• _AIM_: How many lines in the rows below contain the word "blurred", matching case exactly? Give only the number.

## START

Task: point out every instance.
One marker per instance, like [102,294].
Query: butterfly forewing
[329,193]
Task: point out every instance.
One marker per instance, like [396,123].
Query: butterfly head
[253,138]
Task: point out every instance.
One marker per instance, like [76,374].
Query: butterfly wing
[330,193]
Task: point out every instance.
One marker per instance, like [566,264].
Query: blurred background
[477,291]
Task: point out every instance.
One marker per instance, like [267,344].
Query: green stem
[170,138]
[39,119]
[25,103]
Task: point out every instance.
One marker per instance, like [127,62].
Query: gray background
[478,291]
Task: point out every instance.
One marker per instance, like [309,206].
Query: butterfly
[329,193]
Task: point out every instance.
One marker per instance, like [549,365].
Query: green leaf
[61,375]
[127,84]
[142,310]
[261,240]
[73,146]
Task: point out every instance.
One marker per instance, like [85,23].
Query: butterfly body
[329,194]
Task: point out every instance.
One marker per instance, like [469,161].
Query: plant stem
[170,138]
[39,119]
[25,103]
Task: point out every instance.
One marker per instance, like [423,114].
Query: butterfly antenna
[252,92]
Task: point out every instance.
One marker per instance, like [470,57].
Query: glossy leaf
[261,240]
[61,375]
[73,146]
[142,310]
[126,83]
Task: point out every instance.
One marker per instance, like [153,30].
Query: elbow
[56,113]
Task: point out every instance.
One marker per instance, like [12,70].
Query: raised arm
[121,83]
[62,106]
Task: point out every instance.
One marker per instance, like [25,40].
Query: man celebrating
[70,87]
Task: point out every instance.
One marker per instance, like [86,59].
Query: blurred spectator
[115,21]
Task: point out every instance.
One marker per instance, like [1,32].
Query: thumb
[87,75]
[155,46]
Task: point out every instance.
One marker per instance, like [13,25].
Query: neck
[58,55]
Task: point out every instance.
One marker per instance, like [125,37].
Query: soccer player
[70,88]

## END

• _ANSWER IN FULL_: 2